Recorded data:
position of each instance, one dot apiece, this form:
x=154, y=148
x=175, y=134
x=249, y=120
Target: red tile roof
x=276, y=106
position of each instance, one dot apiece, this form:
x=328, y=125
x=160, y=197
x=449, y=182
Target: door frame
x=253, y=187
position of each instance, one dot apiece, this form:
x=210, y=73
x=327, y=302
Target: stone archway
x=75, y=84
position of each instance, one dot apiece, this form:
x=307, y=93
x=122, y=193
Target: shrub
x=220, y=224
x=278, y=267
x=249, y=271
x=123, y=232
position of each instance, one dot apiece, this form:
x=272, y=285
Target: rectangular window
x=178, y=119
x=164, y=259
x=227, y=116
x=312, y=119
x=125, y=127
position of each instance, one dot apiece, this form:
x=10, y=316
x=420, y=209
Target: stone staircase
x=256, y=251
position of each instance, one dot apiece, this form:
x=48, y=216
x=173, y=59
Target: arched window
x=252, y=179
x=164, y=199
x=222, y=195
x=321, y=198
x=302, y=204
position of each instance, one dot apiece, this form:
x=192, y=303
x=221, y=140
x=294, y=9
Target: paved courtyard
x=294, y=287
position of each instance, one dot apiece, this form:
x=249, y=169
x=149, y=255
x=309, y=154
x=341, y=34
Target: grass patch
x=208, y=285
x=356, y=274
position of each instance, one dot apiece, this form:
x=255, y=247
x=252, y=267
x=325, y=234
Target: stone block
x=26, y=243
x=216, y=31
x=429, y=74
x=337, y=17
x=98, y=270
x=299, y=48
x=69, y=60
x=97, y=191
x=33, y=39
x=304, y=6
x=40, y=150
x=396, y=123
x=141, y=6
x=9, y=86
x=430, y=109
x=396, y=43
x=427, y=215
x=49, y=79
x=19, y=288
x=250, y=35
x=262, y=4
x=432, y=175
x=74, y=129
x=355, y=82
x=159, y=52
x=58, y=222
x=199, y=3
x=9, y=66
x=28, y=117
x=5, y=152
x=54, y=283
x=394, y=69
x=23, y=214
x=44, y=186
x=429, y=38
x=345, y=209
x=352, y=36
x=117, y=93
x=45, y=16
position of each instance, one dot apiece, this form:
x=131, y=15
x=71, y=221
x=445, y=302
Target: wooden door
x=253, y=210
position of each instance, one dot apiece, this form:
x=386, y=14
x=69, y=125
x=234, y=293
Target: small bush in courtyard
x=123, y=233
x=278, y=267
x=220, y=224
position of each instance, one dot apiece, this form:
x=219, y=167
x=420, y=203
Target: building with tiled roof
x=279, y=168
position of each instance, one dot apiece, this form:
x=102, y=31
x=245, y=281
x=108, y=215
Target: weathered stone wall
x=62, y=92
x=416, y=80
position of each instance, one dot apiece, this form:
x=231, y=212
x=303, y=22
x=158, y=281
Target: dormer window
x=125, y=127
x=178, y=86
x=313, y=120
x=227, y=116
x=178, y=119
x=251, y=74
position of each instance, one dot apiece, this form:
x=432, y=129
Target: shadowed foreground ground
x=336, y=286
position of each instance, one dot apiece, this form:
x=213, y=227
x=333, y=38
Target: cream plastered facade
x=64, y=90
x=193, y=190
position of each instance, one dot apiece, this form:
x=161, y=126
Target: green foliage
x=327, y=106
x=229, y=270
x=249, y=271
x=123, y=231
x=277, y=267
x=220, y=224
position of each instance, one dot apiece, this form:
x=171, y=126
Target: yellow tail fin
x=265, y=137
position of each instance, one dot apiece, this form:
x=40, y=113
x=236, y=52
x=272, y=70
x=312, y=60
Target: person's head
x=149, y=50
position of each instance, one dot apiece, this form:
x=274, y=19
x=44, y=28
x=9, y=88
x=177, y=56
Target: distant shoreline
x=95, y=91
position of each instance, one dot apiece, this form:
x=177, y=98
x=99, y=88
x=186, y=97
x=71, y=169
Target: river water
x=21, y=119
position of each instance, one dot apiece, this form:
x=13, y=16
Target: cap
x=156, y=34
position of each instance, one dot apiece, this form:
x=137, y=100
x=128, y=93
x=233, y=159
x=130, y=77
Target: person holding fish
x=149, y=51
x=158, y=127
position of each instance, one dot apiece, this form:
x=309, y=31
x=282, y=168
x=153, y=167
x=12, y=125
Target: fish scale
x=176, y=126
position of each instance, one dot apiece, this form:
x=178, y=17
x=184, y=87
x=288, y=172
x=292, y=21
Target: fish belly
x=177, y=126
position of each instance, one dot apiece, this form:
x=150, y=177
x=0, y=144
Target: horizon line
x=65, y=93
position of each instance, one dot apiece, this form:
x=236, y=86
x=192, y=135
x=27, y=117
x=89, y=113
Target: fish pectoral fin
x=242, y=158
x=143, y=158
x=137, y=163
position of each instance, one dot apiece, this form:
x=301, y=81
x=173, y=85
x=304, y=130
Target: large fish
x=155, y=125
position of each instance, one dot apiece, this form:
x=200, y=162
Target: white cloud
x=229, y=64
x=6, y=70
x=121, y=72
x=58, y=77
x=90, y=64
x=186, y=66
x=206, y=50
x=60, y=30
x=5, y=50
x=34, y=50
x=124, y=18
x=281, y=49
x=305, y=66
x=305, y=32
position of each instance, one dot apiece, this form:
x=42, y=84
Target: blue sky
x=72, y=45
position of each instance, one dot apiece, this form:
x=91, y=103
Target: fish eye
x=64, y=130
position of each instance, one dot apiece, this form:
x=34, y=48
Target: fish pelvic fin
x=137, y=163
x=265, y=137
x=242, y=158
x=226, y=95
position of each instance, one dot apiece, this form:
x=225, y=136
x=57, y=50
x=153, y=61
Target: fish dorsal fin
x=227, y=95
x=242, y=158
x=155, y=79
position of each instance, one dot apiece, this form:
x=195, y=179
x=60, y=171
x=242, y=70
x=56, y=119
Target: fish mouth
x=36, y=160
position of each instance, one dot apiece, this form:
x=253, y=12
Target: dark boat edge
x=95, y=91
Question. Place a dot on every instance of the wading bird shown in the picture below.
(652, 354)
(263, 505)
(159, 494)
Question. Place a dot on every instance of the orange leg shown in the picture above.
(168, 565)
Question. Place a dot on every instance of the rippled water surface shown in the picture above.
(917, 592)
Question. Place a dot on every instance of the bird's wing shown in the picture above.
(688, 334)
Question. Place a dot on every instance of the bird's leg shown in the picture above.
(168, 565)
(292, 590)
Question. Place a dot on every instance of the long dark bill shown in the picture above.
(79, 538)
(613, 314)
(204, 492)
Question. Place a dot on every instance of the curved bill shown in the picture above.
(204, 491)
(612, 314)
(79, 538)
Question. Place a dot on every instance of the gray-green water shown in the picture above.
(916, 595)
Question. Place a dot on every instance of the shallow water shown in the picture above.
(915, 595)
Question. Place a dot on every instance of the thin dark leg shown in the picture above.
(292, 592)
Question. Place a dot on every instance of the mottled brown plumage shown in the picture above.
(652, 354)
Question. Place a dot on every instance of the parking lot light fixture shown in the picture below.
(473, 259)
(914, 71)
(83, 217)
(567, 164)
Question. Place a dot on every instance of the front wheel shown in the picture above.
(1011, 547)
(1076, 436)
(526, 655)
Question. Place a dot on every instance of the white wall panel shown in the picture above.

Task goal:
Every line above should be reproduced precisely.

Result:
position of each instance, one dot apiece, this form:
x=154, y=148
x=175, y=134
x=249, y=120
Target: red tile roof
x=276, y=106
position of each instance, one dot apiece, this form:
x=328, y=125
x=160, y=197
x=449, y=182
Target: door frame
x=253, y=187
position of each instance, one dot apiece, this form:
x=210, y=73
x=327, y=302
Target: stone archway
x=75, y=84
position of each instance, one dot apiece, this form:
x=307, y=93
x=122, y=193
Target: shrub
x=220, y=224
x=278, y=267
x=249, y=271
x=123, y=232
position of each instance, one dot apiece, this form:
x=272, y=285
Target: rectangular window
x=178, y=119
x=164, y=259
x=227, y=116
x=312, y=119
x=125, y=127
position of each instance, one dot apiece, this form:
x=10, y=316
x=420, y=209
Target: stone staircase
x=256, y=251
position of each instance, one dot apiece, this form:
x=48, y=216
x=173, y=59
Target: arched window
x=252, y=179
x=164, y=199
x=222, y=195
x=321, y=198
x=302, y=204
position of each instance, one dot apiece, this form:
x=192, y=303
x=221, y=140
x=294, y=9
Target: paved courtyard
x=294, y=287
position of each instance, one dot apiece, this form:
x=249, y=169
x=149, y=255
x=309, y=154
x=341, y=34
Target: grass patch
x=208, y=285
x=356, y=274
position of each instance, one dot apiece, this form:
x=255, y=247
x=252, y=267
x=325, y=234
Target: stone block
x=26, y=243
x=216, y=31
x=429, y=74
x=337, y=17
x=98, y=270
x=299, y=48
x=69, y=60
x=97, y=191
x=33, y=39
x=304, y=6
x=40, y=150
x=396, y=123
x=141, y=6
x=9, y=86
x=430, y=109
x=396, y=43
x=427, y=215
x=49, y=79
x=19, y=288
x=250, y=35
x=262, y=4
x=432, y=175
x=74, y=129
x=355, y=82
x=159, y=52
x=58, y=222
x=199, y=3
x=9, y=66
x=28, y=117
x=5, y=152
x=54, y=283
x=394, y=69
x=23, y=214
x=44, y=186
x=429, y=38
x=345, y=209
x=352, y=36
x=117, y=93
x=45, y=16
position of each instance, one dot apiece, this form:
x=131, y=15
x=71, y=221
x=445, y=302
Target: wooden door
x=253, y=210
position of each instance, one dot apiece, this form:
x=386, y=14
x=69, y=125
x=234, y=293
Target: small bush in courtyard
x=123, y=233
x=278, y=267
x=220, y=224
position of each instance, one dot apiece, this form:
x=219, y=167
x=420, y=203
Target: building with tiled roof
x=279, y=168
position of each instance, one dot apiece, this form:
x=102, y=31
x=245, y=281
x=108, y=215
Target: weathered stone wall
x=62, y=92
x=416, y=80
position of each instance, one dot apiece, this form:
x=231, y=212
x=303, y=22
x=158, y=281
Target: dormer window
x=125, y=127
x=178, y=86
x=313, y=120
x=227, y=116
x=178, y=119
x=251, y=74
position of each instance, one dot apiece, this form:
x=432, y=129
Target: shadowed foreground ground
x=336, y=286
position of each instance, one dot apiece, this form:
x=213, y=227
x=333, y=38
Target: cream plastered facade
x=64, y=90
x=193, y=190
position of each instance, one dot apiece, this form:
x=161, y=126
Target: green foliage
x=327, y=106
x=229, y=270
x=249, y=271
x=123, y=231
x=277, y=267
x=220, y=224
position of each instance, one dot apiece, this form:
x=171, y=126
Target: yellow tail fin
x=265, y=137
position of each instance, one dot apiece, this form:
x=40, y=113
x=236, y=52
x=272, y=70
x=312, y=60
Target: person's head
x=149, y=50
position of each instance, one dot apiece, this form:
x=274, y=19
x=44, y=28
x=9, y=88
x=177, y=56
Target: distant shoreline
x=95, y=91
position of each instance, one dot apiece, this form:
x=177, y=98
x=99, y=88
x=186, y=97
x=71, y=169
Target: river water
x=21, y=119
position of each instance, one dot apiece, this form:
x=13, y=16
Target: cap
x=156, y=34
position of each instance, one dot apiece, this form:
x=137, y=100
x=128, y=93
x=233, y=159
x=130, y=77
Target: person holding fish
x=149, y=51
x=158, y=127
position of each instance, one dot apiece, this form:
x=309, y=31
x=282, y=168
x=153, y=167
x=12, y=125
Target: fish scale
x=176, y=126
position of each instance, one dot apiece, this form:
x=178, y=17
x=184, y=87
x=288, y=172
x=292, y=21
Target: fish belly
x=177, y=126
position of each instance, one dot apiece, this form:
x=150, y=177
x=0, y=144
Target: horizon line
x=65, y=93
position of each instance, one dot apiece, this form:
x=236, y=86
x=192, y=135
x=27, y=117
x=89, y=113
Target: fish pectoral fin
x=242, y=158
x=143, y=158
x=137, y=163
position of each instance, one dot apiece, this form:
x=301, y=81
x=173, y=85
x=304, y=130
Target: large fish
x=155, y=125
position of each instance, one dot apiece, this form:
x=200, y=162
Target: white cloud
x=229, y=64
x=6, y=70
x=121, y=72
x=58, y=77
x=90, y=64
x=186, y=66
x=206, y=50
x=60, y=30
x=5, y=50
x=34, y=50
x=124, y=18
x=281, y=49
x=305, y=66
x=305, y=32
position of each instance, one dot apiece, this form:
x=42, y=84
Target: blue sky
x=72, y=45
position of each instance, one dot apiece, this form:
x=91, y=103
Target: fish eye
x=64, y=130
position of each instance, one dot apiece, this form:
x=34, y=48
Target: fish pelvic fin
x=137, y=163
x=265, y=137
x=242, y=158
x=226, y=95
position of each instance, one dot apiece, this form:
x=225, y=136
x=57, y=50
x=153, y=61
Target: fish dorsal fin
x=227, y=95
x=242, y=158
x=155, y=79
position of each instance, one dot apiece, this form:
x=195, y=179
x=60, y=171
x=242, y=70
x=56, y=119
Target: fish mouth
x=36, y=160
position of each instance, one dot apiece, this form:
x=253, y=12
Target: dark boat edge
x=95, y=91
Question. Place a dot on every instance of the wading bird shown in the picture below.
(652, 354)
(263, 505)
(159, 494)
Question. Place a dot on every instance of the orange leg shown in the picture above.
(168, 565)
Question. Place a dot on every instance of the rippled water surface shown in the picture above.
(917, 592)
Question. Place a dot on every instance of the bird's wing shown in the picture above.
(688, 334)
Question. Place a dot on every instance of the bird's leg shown in the picture above.
(168, 565)
(292, 590)
Question. Place a dot on every instance of the long dark bill shown in the picture above.
(79, 538)
(613, 314)
(204, 492)
Question. Place a dot on every instance of the curved bill shown in the picture above.
(204, 491)
(612, 314)
(79, 538)
Question. Place a dot on every instance of the gray-green water shown in the picture above.
(916, 595)
Question. Place a dot on every instance of the shallow water shown in the picture above.
(915, 595)
Question. Place a dot on every instance of the thin dark leg shown in the picture above.
(292, 592)
Question. Place a dot on every instance of the mottled brown plumage shown in the picture above.
(652, 354)
Question. Place a dot on every instance of the parking lot light fixture shown in the picture below.
(473, 259)
(914, 71)
(83, 217)
(567, 164)
Question. Place a dot on every instance of the front wheel shown in the picture above.
(1011, 547)
(1076, 436)
(526, 655)
Question. Place a dot on every instance of the white wall panel shown in the picture above.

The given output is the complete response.